• INSTRUCTIONS TO FOLLOW:
Find the line below with "Question. For each instance of the hand". Print it and every line after it exactly, through the last line, leaving out the pictures.

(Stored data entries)
------

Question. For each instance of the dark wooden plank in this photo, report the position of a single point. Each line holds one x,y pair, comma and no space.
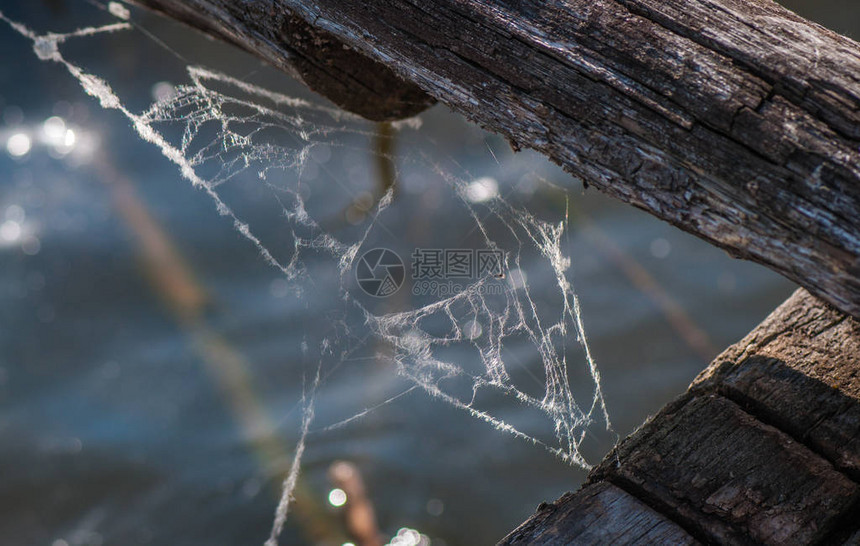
734,120
599,514
762,448
731,477
800,370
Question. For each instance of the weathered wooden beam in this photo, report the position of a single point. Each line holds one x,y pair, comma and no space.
319,59
764,447
737,121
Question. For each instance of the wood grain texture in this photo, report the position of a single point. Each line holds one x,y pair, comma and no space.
763,447
734,120
599,514
325,64
731,477
799,370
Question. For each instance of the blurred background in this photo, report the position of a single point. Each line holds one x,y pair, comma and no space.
151,362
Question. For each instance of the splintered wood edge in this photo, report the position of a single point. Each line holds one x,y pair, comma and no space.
762,448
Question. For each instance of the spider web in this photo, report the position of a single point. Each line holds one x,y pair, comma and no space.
220,131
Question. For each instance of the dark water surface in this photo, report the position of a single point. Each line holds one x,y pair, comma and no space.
124,419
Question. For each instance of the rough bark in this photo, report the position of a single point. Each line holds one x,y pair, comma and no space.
599,514
734,120
320,60
762,449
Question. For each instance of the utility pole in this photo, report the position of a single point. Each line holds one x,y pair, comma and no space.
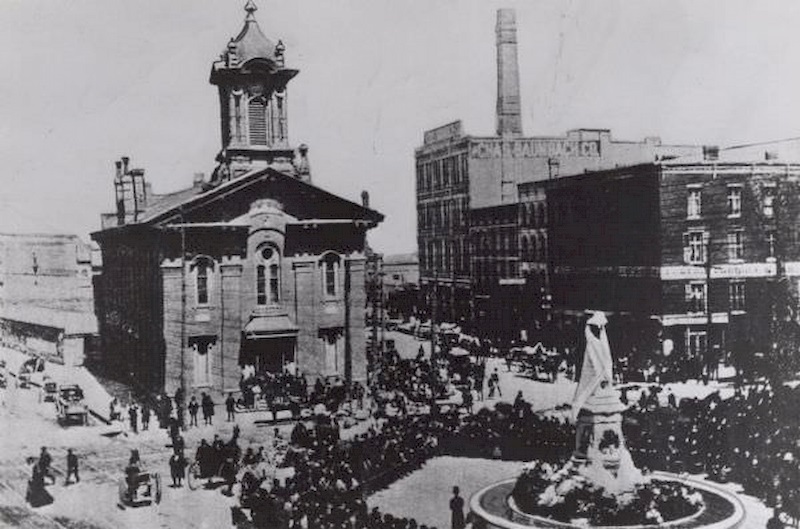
709,314
183,304
433,311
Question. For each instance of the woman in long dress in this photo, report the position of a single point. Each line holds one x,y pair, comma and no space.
37,494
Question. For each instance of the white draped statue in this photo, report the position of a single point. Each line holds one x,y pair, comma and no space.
597,364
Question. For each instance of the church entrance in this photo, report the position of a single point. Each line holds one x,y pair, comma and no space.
269,355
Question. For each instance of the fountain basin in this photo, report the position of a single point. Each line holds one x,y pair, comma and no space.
495,506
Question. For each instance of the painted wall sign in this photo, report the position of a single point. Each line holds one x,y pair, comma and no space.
533,148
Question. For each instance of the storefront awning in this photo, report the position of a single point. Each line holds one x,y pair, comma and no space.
272,326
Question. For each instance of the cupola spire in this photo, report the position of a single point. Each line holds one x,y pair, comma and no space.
251,76
250,8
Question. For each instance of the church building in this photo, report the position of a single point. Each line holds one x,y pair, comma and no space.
255,266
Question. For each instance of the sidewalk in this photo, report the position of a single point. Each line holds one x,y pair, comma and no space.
97,398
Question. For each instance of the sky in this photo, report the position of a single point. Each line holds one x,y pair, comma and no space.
87,81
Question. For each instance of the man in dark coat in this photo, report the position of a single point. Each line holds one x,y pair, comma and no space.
456,510
72,467
133,416
230,407
193,407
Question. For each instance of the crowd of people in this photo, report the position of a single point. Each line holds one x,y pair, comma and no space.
750,438
332,477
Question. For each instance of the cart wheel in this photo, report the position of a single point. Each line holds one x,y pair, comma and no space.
193,476
157,486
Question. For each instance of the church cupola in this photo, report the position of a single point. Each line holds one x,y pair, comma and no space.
251,77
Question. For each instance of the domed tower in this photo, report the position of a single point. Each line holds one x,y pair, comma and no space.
251,78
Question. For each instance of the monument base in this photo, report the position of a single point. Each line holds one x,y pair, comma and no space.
494,506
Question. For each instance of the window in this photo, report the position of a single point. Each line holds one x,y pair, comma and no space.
734,201
694,203
202,355
257,118
330,275
695,342
203,267
694,250
735,245
268,272
770,235
769,201
736,295
696,297
333,346
237,117
274,283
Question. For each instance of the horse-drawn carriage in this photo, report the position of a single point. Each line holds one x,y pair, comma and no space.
139,490
70,405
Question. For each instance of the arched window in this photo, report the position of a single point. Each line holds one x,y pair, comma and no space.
203,268
257,120
330,265
237,117
268,277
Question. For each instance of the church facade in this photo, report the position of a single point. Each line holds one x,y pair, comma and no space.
255,267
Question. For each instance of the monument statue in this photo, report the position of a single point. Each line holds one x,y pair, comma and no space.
597,408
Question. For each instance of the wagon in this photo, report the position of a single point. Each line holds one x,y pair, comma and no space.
70,405
49,391
146,492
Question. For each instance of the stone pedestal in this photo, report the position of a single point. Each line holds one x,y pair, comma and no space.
599,430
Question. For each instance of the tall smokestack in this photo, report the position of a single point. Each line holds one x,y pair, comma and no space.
509,119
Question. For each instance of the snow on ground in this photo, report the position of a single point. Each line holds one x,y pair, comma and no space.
425,494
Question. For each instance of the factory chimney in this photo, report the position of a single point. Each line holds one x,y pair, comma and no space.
509,119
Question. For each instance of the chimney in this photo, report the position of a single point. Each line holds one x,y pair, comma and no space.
710,153
302,166
509,119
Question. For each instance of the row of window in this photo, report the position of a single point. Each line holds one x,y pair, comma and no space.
697,296
694,201
268,277
488,272
499,243
266,123
533,215
442,255
443,214
695,245
441,173
532,248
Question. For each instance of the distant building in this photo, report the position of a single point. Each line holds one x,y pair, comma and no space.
696,246
457,173
46,305
256,266
400,271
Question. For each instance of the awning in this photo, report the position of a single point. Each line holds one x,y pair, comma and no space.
273,326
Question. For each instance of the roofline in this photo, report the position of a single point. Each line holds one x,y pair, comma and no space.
241,181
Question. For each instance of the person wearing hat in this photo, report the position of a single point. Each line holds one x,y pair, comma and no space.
456,510
72,467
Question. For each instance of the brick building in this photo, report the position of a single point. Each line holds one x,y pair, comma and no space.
256,266
699,248
46,305
457,173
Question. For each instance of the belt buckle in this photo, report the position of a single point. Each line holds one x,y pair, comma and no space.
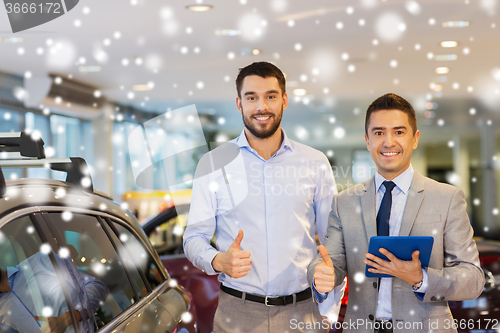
271,297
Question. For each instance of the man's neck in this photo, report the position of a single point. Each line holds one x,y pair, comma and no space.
266,148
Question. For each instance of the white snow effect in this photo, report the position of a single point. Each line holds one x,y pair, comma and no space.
390,27
67,216
359,277
413,7
301,133
489,6
339,132
187,317
45,248
153,61
369,3
64,252
251,26
279,6
61,55
47,311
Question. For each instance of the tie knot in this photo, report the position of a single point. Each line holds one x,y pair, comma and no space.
389,185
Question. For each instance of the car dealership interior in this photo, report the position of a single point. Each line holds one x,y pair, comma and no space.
88,79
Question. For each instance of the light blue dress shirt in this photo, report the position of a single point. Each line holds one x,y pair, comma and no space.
278,203
36,285
399,198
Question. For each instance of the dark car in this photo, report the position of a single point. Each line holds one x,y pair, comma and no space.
165,233
75,258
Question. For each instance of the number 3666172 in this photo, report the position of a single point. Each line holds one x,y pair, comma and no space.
25,8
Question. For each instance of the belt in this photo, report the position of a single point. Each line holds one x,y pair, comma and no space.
383,326
269,300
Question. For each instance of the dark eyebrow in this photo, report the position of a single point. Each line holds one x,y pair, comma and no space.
383,128
267,92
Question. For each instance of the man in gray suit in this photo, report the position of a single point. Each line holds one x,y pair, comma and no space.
398,201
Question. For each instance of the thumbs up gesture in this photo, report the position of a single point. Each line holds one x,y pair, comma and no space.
235,262
324,275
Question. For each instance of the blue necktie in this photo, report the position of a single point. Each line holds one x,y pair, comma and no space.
384,212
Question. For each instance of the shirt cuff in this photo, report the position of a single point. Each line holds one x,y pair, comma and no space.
420,292
320,297
208,257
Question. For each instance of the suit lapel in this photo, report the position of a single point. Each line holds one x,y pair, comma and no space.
413,203
368,208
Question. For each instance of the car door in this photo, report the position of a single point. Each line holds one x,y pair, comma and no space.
133,301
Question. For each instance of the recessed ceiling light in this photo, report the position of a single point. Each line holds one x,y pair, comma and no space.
199,8
455,24
228,32
141,87
12,40
449,43
89,69
437,87
445,57
442,70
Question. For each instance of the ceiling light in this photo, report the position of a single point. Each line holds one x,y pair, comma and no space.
89,69
228,32
299,92
449,43
12,40
199,8
455,24
141,87
442,70
445,57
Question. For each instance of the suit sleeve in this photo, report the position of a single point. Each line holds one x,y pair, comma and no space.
334,243
461,277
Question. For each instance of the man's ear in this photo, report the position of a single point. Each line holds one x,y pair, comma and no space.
238,105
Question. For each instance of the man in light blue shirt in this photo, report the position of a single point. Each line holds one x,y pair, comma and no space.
265,204
398,201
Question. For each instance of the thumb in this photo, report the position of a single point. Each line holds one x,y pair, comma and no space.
414,255
237,241
326,258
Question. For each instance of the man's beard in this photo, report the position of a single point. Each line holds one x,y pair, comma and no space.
255,128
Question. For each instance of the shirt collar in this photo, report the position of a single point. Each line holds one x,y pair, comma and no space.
403,181
243,142
11,271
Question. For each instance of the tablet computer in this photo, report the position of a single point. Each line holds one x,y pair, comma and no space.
402,247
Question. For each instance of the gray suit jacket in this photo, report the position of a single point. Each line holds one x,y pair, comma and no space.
432,209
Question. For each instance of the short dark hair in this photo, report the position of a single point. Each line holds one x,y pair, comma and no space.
392,102
263,69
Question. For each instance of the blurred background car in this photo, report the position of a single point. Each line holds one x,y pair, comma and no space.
165,231
65,234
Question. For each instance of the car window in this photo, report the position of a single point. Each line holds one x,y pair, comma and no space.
95,256
167,237
140,255
31,292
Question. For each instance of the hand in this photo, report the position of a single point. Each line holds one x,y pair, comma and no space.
324,275
55,324
235,262
408,271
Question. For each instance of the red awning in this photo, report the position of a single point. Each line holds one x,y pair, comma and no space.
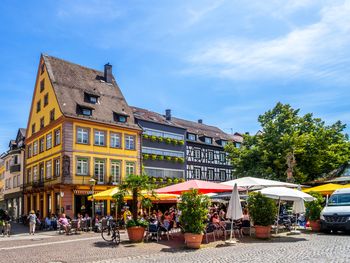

------

• ANSWER TO THIS PROBLEM:
Question. For each instance of the hand in this photo, report the position of a single point. Each line holds one x,y pair, comma and no space.
324,275
55,324
235,262
408,271
Question. For each instance of the red awning in this photo, report the position of a single point. Each line holds one x,y pair, comma and no space.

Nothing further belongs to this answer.